-- start of Exercise inputs --

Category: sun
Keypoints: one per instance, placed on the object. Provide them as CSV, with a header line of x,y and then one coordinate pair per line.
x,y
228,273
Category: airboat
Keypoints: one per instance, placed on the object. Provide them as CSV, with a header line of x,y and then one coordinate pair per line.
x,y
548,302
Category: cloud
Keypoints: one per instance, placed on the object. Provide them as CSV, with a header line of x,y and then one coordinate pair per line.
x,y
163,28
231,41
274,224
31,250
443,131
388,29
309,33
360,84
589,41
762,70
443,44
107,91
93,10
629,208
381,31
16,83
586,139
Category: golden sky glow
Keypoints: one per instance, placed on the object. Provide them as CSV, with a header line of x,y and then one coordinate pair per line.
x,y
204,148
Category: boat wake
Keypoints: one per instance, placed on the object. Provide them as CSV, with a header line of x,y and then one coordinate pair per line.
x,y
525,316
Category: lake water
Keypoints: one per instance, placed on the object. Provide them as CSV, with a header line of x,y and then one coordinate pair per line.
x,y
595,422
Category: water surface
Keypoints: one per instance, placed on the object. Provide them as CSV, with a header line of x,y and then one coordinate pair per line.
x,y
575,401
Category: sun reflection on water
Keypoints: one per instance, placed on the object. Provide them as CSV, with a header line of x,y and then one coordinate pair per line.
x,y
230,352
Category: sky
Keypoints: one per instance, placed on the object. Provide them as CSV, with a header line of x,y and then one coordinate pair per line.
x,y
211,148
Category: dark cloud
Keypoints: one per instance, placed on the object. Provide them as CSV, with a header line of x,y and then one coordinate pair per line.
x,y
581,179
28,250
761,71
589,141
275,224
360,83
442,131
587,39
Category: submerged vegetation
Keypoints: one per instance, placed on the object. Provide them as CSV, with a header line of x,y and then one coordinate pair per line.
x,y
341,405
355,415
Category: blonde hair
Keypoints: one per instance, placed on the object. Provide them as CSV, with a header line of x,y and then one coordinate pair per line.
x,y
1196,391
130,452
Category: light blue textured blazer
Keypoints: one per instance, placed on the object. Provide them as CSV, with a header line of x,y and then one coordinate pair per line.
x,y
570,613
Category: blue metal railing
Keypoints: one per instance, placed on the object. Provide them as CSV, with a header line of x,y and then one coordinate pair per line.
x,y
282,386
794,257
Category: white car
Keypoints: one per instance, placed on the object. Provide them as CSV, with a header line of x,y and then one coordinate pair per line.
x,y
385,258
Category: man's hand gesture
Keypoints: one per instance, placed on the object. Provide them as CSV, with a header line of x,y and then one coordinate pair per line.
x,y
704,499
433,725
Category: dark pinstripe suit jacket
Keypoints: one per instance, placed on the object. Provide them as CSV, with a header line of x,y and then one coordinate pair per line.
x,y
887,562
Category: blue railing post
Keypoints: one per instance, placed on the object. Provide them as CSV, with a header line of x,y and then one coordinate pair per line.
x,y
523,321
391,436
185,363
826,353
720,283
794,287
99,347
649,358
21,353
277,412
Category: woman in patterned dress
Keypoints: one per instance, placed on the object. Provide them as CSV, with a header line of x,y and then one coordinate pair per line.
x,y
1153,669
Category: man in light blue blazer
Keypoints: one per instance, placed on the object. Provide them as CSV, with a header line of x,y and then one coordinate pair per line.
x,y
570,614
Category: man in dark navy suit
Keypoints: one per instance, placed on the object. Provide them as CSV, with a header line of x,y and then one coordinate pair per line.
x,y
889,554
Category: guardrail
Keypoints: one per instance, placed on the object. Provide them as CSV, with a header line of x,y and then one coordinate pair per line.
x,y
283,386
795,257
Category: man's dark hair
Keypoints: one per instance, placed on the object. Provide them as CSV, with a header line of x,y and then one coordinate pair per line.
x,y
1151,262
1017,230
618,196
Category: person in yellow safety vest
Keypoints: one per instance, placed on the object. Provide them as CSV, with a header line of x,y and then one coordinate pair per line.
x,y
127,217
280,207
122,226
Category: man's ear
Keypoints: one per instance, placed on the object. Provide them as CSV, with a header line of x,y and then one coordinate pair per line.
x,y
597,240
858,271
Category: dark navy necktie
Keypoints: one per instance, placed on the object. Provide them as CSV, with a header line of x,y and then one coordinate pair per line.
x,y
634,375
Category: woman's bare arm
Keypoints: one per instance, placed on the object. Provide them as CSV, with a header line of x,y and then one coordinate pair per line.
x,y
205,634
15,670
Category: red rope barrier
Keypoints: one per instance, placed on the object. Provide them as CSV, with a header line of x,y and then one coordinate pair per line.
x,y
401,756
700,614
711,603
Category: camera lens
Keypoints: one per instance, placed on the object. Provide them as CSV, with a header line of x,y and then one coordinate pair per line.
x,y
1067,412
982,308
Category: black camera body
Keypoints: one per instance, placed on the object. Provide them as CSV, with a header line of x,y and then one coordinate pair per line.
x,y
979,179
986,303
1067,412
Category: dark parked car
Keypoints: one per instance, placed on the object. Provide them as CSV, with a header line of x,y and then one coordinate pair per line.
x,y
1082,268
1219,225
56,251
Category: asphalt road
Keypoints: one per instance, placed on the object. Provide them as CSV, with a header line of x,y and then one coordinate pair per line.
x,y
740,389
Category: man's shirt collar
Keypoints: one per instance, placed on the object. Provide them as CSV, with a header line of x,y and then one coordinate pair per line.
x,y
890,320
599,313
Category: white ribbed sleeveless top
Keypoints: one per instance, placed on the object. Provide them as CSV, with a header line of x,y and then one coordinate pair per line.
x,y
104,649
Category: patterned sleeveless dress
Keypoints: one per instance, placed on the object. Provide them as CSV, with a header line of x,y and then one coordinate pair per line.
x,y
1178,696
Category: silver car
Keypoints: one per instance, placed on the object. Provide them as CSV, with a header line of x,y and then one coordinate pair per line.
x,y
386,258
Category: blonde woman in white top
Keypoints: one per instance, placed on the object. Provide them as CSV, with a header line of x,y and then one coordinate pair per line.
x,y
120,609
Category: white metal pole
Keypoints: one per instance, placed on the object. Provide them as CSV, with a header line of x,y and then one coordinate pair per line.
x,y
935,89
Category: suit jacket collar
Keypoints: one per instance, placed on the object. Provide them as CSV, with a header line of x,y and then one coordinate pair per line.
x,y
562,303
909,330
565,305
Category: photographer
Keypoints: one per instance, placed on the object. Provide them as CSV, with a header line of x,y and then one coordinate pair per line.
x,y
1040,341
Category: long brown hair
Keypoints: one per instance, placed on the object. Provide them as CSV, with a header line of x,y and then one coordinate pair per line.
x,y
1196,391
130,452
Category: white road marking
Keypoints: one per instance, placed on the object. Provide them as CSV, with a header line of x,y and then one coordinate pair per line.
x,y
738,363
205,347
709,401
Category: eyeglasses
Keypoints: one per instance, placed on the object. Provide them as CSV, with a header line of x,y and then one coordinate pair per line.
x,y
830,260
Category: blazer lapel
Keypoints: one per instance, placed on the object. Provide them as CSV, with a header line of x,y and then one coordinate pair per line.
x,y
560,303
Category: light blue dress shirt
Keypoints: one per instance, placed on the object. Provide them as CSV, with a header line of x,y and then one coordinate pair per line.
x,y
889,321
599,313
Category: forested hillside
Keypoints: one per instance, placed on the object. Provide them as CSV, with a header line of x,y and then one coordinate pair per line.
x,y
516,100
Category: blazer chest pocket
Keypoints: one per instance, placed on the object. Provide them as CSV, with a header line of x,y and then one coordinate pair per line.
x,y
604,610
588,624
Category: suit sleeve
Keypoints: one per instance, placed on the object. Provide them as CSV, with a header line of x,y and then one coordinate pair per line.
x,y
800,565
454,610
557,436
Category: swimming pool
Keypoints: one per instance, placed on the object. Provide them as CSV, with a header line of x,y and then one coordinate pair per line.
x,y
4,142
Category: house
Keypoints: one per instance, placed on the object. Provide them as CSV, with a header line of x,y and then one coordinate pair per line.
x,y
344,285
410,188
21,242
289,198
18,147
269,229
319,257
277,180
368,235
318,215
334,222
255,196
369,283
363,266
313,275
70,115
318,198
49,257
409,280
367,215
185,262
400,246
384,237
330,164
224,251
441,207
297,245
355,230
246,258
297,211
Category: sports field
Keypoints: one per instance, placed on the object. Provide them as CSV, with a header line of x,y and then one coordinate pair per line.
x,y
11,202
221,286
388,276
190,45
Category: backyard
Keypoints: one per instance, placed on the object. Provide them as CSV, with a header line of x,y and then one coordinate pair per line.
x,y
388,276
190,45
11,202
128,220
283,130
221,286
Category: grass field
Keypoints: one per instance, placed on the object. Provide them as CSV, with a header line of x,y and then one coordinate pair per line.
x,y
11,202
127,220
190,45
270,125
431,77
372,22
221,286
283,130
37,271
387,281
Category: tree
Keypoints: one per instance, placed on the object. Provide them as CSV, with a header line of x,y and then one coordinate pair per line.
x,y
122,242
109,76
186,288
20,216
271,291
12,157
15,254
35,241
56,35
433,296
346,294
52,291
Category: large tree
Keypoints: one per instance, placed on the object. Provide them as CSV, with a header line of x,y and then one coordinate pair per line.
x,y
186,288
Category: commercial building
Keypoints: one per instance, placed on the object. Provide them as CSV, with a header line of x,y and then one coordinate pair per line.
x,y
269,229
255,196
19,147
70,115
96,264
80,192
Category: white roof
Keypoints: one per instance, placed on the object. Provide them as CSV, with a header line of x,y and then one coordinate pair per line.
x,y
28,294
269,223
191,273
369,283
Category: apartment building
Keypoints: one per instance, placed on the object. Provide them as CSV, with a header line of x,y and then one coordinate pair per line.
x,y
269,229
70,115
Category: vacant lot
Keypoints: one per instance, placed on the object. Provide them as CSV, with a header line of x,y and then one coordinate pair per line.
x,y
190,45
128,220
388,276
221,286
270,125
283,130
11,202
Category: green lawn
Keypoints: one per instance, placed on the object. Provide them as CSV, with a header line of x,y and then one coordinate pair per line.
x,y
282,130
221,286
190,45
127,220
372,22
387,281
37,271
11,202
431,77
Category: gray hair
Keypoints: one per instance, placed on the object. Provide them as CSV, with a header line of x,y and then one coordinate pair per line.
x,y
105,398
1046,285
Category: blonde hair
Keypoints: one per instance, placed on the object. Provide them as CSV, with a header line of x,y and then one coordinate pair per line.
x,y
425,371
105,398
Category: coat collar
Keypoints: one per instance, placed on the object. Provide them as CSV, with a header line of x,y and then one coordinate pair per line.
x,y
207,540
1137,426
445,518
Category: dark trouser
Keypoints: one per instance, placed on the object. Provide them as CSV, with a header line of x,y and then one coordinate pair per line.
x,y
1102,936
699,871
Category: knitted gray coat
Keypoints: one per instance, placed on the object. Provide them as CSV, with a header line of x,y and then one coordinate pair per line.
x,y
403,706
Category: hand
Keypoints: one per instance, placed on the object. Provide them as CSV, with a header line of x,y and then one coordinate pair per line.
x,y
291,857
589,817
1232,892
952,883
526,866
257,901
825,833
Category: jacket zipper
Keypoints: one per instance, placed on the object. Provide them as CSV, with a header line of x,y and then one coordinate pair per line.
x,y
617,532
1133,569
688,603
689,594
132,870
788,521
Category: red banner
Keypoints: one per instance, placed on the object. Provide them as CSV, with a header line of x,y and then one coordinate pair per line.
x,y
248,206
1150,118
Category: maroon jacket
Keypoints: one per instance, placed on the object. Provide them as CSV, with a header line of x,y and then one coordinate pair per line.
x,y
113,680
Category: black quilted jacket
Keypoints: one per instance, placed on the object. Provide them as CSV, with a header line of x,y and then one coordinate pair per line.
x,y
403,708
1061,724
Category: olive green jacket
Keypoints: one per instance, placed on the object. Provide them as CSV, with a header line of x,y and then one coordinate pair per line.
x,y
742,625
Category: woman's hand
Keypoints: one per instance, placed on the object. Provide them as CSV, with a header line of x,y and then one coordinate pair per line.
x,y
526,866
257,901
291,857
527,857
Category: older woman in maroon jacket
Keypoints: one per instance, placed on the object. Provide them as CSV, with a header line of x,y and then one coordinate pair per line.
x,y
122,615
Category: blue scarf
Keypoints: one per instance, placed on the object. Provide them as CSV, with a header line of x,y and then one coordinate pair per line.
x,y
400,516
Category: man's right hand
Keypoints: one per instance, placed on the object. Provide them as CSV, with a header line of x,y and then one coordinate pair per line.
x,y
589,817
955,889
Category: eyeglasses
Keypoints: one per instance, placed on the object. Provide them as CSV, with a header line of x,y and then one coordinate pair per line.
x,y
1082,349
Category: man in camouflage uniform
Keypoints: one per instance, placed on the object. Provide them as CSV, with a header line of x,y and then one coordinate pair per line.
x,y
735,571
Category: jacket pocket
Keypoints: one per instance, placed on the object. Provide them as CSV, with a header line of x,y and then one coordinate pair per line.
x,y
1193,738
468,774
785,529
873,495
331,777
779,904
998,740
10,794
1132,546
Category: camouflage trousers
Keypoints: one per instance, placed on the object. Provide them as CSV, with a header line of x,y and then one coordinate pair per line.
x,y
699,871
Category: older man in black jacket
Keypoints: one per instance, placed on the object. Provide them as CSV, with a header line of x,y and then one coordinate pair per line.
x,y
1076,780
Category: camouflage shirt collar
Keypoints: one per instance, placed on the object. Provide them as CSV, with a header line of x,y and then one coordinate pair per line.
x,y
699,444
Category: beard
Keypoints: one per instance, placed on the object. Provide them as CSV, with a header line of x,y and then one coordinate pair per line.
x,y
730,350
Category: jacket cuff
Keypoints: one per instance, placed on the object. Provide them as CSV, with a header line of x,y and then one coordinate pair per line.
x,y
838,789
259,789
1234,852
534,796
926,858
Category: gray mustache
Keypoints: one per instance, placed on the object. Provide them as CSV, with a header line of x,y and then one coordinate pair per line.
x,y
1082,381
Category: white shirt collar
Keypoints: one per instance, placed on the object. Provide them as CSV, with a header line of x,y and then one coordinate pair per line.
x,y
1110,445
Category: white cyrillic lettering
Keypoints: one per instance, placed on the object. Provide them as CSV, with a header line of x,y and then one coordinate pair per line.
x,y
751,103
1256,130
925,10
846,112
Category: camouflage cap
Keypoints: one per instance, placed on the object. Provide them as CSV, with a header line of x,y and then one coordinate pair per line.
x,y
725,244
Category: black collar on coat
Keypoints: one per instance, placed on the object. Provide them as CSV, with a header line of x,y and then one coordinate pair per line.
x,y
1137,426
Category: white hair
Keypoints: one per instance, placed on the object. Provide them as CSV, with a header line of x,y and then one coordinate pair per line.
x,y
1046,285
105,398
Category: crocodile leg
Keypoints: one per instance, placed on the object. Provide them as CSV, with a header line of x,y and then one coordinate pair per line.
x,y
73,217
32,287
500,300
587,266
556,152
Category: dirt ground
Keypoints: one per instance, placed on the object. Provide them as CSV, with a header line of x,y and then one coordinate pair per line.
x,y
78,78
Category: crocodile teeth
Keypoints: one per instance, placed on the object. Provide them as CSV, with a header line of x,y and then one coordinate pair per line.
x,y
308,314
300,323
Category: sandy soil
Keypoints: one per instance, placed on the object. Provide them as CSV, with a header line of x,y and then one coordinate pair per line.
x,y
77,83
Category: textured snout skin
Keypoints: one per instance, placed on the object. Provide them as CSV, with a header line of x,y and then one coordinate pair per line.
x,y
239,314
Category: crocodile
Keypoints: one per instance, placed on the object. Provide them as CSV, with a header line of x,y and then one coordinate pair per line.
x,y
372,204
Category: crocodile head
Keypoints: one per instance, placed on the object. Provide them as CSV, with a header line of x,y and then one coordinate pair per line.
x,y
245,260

-- end of Exercise inputs --

## Work instructions
Extract the lines above from the one containing "Category: camouflage cap" to the last line, both included, exactly as written.

## Response
Category: camouflage cap
Keypoints: one per instance, placed on the object. Provide them as CSV, with a header line of x,y and then one coordinate pair per line.
x,y
725,244
Category: black collar on coat
Keypoints: one per instance, placed on the object. Provide them as CSV, with a header line of x,y and then one coordinate pair per line.
x,y
1137,426
Category: white hair
Keypoints: one per instance, placed on the object. Provide them as CSV, with a header line of x,y and then one coordinate pair per line.
x,y
1046,285
105,398
Category: crocodile leg
Keypoints: one per instance, placed on the object. Provide them as CSV, with a header line of x,y and then one coordinate pair per line.
x,y
73,217
32,287
500,300
587,266
556,152
Category: dirt ground
Keypoints: one per instance, placed on the object. Provide them as CSV, with a header line of x,y and then one coordinate pair per line.
x,y
78,78
Category: crocodile teeth
Keypoints: one per instance, placed on the object. Provide them as CSV, with a header line of x,y and then one coordinate pair per line.
x,y
308,314
300,323
Category: sandy soil
Keypoints: one per instance, placed on the object. Provide them as CSV, with a header line of x,y and then one coordinate pair per line.
x,y
77,83
Category: textured snout skin
Keypoints: one per instance, placed on the object. Provide them as CSV, with a header line of x,y and then one coordinate pair per line.
x,y
239,314
Category: crocodile
Keypoints: one per instance, placed on the object. Provide them as CSV, with a header line of x,y and then one coordinate pair per line.
x,y
372,204
Category: crocodile head
Keypoints: one per instance, placed on the object. Provide them as CSV, with a header line of x,y and then one coordinate pair per line.
x,y
245,260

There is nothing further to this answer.